SUPPLIED DATA →
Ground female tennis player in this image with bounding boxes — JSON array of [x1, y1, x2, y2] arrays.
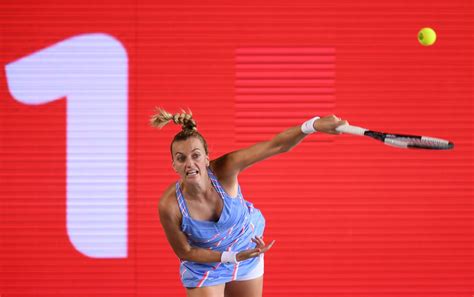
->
[[151, 109, 347, 297]]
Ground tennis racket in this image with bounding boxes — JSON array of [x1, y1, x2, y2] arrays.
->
[[336, 125, 454, 150]]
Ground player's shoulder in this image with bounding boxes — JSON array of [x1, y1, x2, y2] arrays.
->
[[159, 183, 178, 212]]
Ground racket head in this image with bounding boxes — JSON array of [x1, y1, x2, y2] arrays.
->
[[383, 134, 454, 150]]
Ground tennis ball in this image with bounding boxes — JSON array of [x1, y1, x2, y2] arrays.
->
[[418, 28, 436, 46]]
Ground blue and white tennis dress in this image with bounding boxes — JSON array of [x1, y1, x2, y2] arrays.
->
[[176, 168, 265, 288]]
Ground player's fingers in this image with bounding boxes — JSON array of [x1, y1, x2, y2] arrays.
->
[[173, 113, 179, 124]]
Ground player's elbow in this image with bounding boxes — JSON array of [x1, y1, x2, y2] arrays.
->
[[174, 247, 193, 261]]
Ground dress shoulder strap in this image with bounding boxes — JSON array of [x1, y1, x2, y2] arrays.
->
[[176, 181, 189, 217]]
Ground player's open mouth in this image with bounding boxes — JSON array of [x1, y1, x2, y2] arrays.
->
[[186, 170, 199, 176]]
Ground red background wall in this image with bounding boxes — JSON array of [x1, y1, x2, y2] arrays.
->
[[0, 0, 474, 297]]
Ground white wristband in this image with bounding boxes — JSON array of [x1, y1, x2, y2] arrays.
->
[[301, 117, 319, 134], [221, 252, 238, 263]]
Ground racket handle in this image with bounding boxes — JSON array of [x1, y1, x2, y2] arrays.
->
[[336, 125, 368, 136]]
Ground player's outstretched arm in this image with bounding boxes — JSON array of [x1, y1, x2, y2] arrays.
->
[[212, 115, 347, 180]]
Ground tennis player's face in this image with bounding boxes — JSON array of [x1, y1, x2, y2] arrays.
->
[[172, 137, 209, 183]]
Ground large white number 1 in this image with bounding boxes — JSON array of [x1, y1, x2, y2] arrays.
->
[[6, 34, 128, 258]]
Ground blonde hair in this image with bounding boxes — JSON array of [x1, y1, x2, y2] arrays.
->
[[150, 107, 197, 130], [150, 108, 208, 157]]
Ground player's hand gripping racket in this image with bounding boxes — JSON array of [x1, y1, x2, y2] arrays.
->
[[336, 125, 454, 150]]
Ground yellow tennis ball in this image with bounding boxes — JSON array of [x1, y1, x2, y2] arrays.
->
[[418, 28, 436, 46]]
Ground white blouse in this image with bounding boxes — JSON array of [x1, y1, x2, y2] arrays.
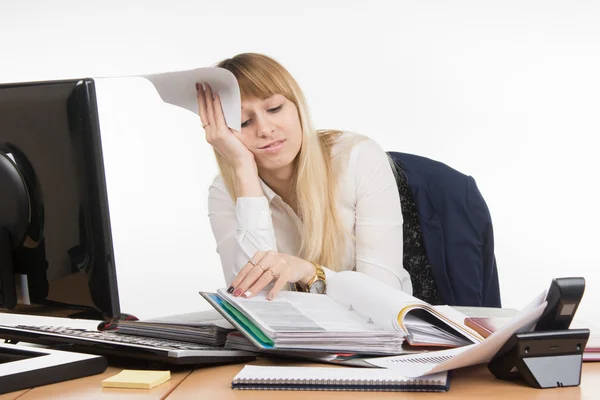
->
[[208, 133, 412, 294]]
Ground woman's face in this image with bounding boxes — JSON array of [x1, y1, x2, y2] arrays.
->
[[241, 94, 302, 175]]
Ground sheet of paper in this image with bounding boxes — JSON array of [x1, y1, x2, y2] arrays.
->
[[134, 67, 242, 131], [327, 271, 424, 333], [219, 289, 381, 337], [365, 291, 547, 376]]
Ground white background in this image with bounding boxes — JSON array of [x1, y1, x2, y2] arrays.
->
[[0, 0, 600, 319]]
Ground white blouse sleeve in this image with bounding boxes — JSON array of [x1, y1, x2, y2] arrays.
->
[[208, 183, 277, 286], [349, 139, 412, 295]]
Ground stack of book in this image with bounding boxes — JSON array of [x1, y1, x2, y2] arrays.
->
[[201, 272, 483, 355], [116, 310, 235, 346]]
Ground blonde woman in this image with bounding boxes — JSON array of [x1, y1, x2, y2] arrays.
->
[[197, 53, 412, 299]]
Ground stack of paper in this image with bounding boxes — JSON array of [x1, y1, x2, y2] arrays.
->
[[117, 310, 235, 346], [102, 369, 171, 389]]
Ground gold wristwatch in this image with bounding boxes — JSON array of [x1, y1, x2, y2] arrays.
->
[[297, 263, 327, 294]]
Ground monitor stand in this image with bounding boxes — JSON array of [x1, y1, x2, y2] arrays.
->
[[0, 226, 17, 310]]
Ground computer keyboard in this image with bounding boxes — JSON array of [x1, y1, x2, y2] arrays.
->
[[15, 325, 221, 350], [0, 321, 256, 365]]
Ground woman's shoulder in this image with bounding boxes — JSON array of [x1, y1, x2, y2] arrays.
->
[[331, 131, 386, 163], [208, 174, 229, 197]]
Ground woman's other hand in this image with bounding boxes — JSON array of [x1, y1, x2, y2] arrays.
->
[[229, 251, 316, 300], [196, 83, 256, 169]]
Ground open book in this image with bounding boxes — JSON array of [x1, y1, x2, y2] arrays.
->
[[201, 271, 483, 354]]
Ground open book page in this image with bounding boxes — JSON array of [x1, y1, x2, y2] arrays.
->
[[218, 289, 398, 338], [327, 271, 427, 333], [365, 291, 547, 376], [327, 271, 483, 346]]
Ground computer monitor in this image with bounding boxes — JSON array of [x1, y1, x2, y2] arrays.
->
[[0, 79, 120, 319]]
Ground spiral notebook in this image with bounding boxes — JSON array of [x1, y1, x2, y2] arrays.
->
[[231, 365, 450, 392]]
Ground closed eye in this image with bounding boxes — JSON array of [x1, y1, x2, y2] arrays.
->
[[241, 104, 283, 128]]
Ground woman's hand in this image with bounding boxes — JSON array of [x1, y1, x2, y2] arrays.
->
[[228, 251, 316, 300], [196, 83, 256, 169]]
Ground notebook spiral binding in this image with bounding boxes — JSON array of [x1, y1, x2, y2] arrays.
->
[[232, 378, 447, 392]]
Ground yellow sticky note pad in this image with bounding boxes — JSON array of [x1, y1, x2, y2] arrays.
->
[[102, 369, 171, 389]]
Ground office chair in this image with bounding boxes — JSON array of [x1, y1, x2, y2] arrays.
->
[[388, 152, 501, 307]]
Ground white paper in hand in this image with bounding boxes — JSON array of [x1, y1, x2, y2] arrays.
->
[[140, 67, 242, 131]]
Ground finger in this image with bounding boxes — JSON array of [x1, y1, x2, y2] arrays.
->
[[213, 93, 227, 129], [233, 263, 266, 297], [267, 276, 288, 300], [233, 251, 277, 297], [244, 269, 275, 298], [244, 251, 289, 297], [204, 83, 216, 132], [196, 83, 208, 125], [231, 251, 267, 293]]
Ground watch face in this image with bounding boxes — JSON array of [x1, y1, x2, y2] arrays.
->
[[308, 279, 325, 294]]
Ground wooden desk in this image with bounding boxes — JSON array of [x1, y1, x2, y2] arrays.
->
[[0, 359, 600, 400]]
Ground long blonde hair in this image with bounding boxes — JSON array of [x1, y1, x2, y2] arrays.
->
[[215, 53, 347, 271]]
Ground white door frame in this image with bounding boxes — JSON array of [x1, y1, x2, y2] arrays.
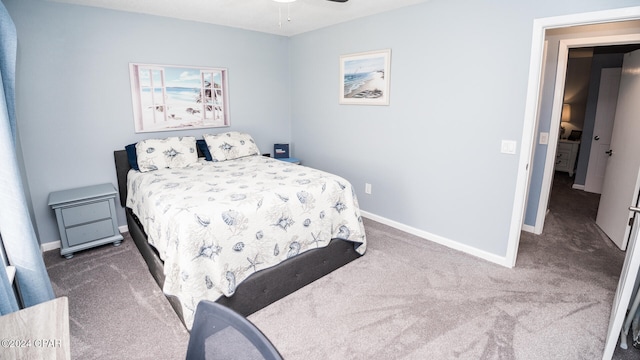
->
[[533, 34, 640, 234], [505, 7, 640, 267]]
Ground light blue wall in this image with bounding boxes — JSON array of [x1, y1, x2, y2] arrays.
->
[[3, 0, 291, 243], [4, 0, 637, 256], [291, 0, 637, 256]]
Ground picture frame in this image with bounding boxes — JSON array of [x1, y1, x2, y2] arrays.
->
[[339, 49, 391, 105], [129, 63, 229, 133]]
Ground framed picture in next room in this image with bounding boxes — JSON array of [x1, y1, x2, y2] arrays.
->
[[129, 63, 229, 133], [339, 49, 391, 105]]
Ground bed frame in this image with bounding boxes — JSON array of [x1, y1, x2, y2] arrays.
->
[[113, 150, 361, 323]]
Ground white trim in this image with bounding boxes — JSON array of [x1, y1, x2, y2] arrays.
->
[[360, 210, 510, 267], [522, 224, 535, 233], [40, 240, 60, 252], [535, 34, 640, 234], [40, 225, 129, 252], [5, 265, 16, 284], [505, 7, 640, 266]]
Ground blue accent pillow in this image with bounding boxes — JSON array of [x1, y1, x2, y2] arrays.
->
[[124, 143, 140, 171], [196, 139, 213, 161]]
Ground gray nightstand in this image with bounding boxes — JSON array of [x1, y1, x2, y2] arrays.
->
[[49, 184, 123, 259]]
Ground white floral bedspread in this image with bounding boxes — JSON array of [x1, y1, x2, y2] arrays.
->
[[127, 156, 366, 328]]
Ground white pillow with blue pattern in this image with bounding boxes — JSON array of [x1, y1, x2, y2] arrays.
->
[[136, 136, 198, 172], [202, 131, 260, 161]]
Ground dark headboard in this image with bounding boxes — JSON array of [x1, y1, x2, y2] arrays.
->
[[113, 150, 131, 207], [113, 140, 204, 207]]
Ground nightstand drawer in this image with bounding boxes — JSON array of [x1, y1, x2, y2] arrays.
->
[[49, 183, 123, 259], [62, 201, 111, 227], [66, 218, 115, 246]]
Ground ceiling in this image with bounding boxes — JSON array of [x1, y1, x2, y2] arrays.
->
[[48, 0, 428, 36]]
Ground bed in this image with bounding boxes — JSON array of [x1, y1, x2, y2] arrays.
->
[[114, 132, 366, 329]]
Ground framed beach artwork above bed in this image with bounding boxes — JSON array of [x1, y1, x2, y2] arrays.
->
[[339, 49, 391, 105], [129, 63, 229, 133]]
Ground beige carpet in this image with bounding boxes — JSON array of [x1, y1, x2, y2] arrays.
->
[[45, 173, 640, 360]]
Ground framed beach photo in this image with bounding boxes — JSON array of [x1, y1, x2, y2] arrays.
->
[[339, 49, 391, 105], [129, 63, 229, 133]]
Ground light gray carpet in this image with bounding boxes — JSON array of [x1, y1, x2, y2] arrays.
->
[[45, 176, 640, 360], [45, 238, 189, 360]]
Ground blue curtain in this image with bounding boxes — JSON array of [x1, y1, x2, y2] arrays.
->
[[0, 2, 54, 314]]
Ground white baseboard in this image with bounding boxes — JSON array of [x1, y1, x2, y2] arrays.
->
[[40, 240, 60, 252], [40, 225, 129, 252], [360, 210, 512, 268], [522, 224, 536, 234]]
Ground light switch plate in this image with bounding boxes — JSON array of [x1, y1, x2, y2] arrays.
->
[[500, 140, 517, 154]]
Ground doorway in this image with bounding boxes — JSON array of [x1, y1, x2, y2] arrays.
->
[[549, 44, 640, 248]]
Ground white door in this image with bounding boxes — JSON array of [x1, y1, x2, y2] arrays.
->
[[596, 50, 640, 250], [584, 68, 621, 194], [602, 204, 640, 360]]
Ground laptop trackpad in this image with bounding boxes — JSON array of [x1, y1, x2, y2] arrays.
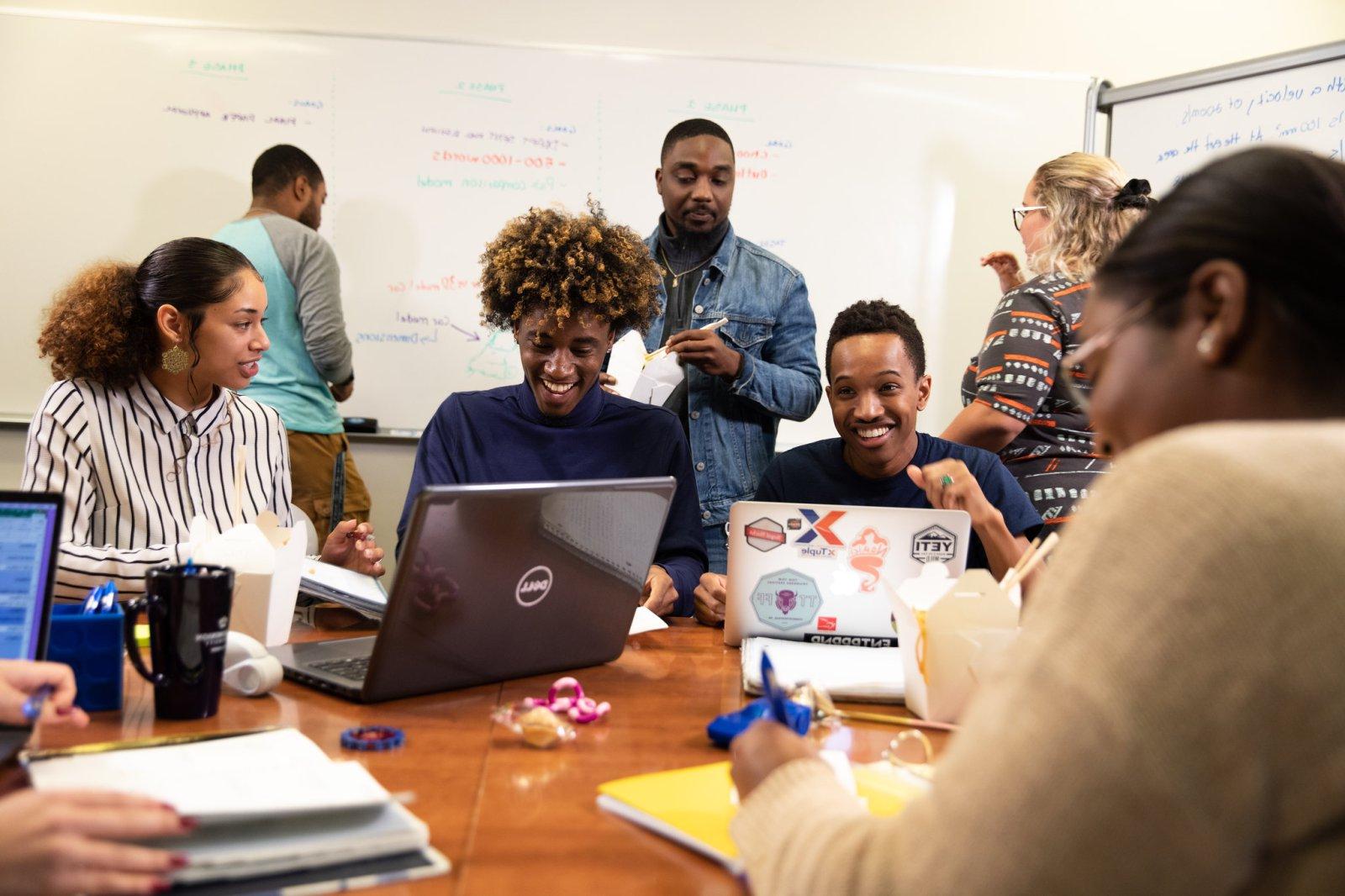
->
[[272, 635, 377, 666]]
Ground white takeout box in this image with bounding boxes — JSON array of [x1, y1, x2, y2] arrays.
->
[[191, 511, 305, 647], [888, 564, 1021, 723]]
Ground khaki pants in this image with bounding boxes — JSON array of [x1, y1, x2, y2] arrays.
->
[[289, 432, 372, 532]]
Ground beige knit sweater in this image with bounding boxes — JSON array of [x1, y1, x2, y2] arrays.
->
[[733, 423, 1345, 894]]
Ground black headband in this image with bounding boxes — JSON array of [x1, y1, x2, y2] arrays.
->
[[1111, 177, 1152, 208]]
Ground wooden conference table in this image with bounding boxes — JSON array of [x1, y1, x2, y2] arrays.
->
[[42, 619, 943, 894]]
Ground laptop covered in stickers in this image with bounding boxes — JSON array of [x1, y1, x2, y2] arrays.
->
[[724, 500, 971, 647]]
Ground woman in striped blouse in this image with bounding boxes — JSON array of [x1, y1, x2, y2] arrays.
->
[[943, 152, 1150, 526], [23, 237, 383, 598]]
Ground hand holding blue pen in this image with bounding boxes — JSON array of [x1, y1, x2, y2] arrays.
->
[[0, 659, 89, 728], [20, 685, 56, 725]]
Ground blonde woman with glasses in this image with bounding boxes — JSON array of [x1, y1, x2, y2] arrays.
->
[[943, 152, 1152, 526]]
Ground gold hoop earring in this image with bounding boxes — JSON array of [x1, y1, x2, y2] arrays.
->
[[1195, 329, 1215, 358], [163, 340, 191, 374]]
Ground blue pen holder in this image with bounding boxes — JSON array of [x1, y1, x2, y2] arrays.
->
[[47, 604, 126, 713]]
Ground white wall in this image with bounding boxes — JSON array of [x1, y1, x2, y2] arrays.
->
[[0, 0, 1345, 572]]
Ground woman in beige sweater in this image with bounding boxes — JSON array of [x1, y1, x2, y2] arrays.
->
[[733, 143, 1345, 893]]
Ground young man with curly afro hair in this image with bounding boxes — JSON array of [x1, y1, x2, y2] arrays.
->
[[397, 203, 706, 616], [695, 298, 1041, 625]]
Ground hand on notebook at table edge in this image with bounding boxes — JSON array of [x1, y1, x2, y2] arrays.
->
[[0, 788, 197, 893], [729, 719, 818, 802], [0, 659, 89, 728], [641, 564, 677, 616], [693, 573, 729, 625], [321, 519, 383, 578]]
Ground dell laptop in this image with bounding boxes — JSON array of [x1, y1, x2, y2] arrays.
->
[[0, 491, 65, 659], [271, 477, 677, 703]]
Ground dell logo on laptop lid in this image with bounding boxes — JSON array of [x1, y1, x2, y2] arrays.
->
[[514, 567, 551, 607]]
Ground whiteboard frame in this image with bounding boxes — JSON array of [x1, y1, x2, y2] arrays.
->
[[0, 5, 1098, 83], [1089, 40, 1345, 156]]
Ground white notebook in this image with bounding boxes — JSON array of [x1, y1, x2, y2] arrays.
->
[[742, 638, 906, 704], [298, 560, 388, 619], [27, 728, 449, 892]]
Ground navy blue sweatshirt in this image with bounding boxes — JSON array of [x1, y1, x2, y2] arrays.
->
[[397, 383, 706, 616]]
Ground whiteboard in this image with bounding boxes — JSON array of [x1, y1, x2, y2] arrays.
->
[[0, 7, 1089, 438], [1100, 43, 1345, 197]]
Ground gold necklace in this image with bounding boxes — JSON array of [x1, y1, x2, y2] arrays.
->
[[659, 245, 715, 289]]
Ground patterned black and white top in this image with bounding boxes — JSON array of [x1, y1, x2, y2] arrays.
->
[[23, 377, 292, 598], [962, 273, 1108, 526]]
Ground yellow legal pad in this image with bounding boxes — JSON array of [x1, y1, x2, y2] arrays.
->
[[597, 763, 926, 873]]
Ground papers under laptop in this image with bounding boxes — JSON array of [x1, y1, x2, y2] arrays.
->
[[724, 500, 971, 703]]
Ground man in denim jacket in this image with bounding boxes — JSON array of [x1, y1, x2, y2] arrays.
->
[[644, 119, 822, 572]]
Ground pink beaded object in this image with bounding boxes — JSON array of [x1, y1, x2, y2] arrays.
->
[[523, 676, 612, 725]]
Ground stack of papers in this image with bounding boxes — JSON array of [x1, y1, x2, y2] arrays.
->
[[298, 560, 388, 619], [29, 728, 448, 892], [742, 638, 906, 704]]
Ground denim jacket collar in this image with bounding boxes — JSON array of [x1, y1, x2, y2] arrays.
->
[[644, 220, 738, 277]]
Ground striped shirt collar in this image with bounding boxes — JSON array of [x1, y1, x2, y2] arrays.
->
[[126, 374, 234, 436]]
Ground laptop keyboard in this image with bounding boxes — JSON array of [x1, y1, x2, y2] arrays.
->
[[308, 656, 368, 681]]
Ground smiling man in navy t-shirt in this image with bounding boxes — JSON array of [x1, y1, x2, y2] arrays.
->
[[695, 300, 1041, 625]]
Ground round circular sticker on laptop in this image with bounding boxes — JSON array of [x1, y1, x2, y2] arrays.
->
[[752, 569, 822, 631]]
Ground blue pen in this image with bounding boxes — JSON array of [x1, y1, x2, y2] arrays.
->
[[98, 581, 117, 614], [762, 650, 789, 728], [22, 685, 55, 725], [79, 585, 103, 614]]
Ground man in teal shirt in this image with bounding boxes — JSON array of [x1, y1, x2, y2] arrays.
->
[[214, 145, 370, 533]]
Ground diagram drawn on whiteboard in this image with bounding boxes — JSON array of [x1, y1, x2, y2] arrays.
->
[[467, 329, 520, 381]]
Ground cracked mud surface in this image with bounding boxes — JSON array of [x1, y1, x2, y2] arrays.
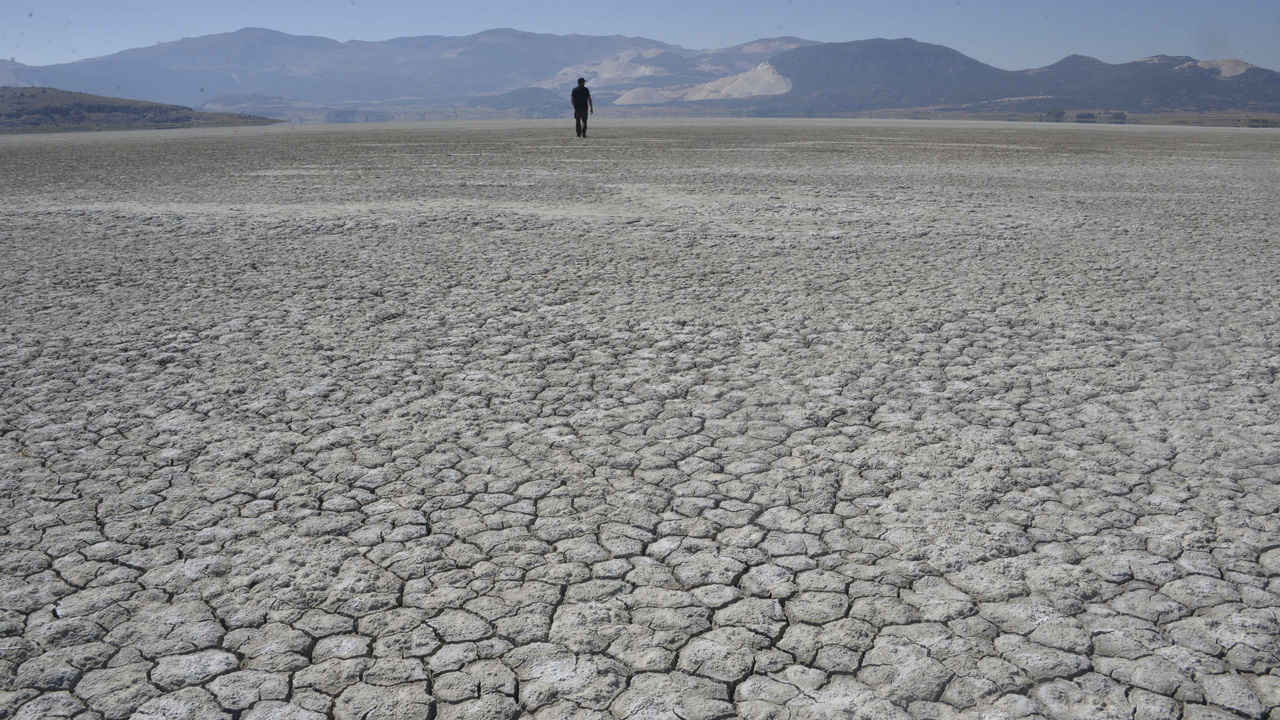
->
[[0, 120, 1280, 720]]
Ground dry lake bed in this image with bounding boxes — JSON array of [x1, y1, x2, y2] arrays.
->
[[0, 120, 1280, 720]]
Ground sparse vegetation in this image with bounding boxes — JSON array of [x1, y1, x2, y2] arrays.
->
[[0, 87, 279, 133]]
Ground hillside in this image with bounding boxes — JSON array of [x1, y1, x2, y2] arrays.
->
[[10, 28, 1280, 122], [0, 87, 278, 132]]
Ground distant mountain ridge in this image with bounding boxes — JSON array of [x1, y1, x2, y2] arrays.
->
[[0, 28, 1280, 118], [0, 87, 278, 133]]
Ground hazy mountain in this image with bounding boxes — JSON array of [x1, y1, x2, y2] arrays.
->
[[10, 28, 1280, 122], [10, 28, 675, 104], [0, 87, 276, 132], [767, 38, 1280, 113]]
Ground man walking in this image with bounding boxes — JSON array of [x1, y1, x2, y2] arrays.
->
[[570, 77, 595, 137]]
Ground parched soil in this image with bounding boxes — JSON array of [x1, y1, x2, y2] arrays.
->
[[0, 119, 1280, 720]]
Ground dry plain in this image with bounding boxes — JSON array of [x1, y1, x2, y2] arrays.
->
[[0, 120, 1280, 720]]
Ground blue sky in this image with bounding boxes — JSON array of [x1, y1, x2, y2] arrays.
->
[[0, 0, 1280, 70]]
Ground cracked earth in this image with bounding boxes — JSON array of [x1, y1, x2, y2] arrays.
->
[[0, 119, 1280, 720]]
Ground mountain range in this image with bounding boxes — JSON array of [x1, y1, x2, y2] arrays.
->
[[0, 28, 1280, 120]]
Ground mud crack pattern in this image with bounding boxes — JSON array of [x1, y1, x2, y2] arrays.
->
[[0, 120, 1280, 720]]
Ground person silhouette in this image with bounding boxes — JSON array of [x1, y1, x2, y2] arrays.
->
[[570, 77, 595, 137]]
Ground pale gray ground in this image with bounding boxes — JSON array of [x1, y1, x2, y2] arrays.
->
[[0, 120, 1280, 720]]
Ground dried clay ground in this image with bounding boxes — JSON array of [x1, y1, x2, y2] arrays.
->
[[0, 114, 1280, 720]]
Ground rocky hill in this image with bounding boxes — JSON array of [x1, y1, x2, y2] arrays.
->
[[767, 38, 1280, 113]]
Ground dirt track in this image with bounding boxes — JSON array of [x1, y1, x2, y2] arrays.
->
[[0, 120, 1280, 720]]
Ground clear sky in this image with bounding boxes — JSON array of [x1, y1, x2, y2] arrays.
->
[[0, 0, 1280, 70]]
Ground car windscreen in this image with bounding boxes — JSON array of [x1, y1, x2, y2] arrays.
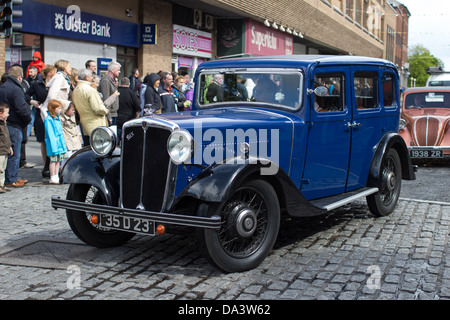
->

WHAT IS REQUIRED → Rewrite the stretch from the line containing "Ground rocky hill" through the end of the records, changing "image" to "photo" and keeping everything else the same. Leave the pictures out.

COMPLETED EXERCISE →
Ground rocky hill in this photo with bounding boxes — JSON array of [x1, y1, x2, y2] arrays.
->
[[767, 38, 1280, 113]]
Ground dirt track in this photo with bounding boxes — JSON array of [x1, y1, x2, y2] arrays.
->
[[0, 120, 1280, 720]]
Ground clear sky in this photo with bounding boxes — JSON array of [x1, y1, x2, y2] arrays.
->
[[0, 0, 1280, 70]]
Ground car windscreen in this photo with bounding boxes — JSON array of [x1, y1, x2, y2] arrays.
->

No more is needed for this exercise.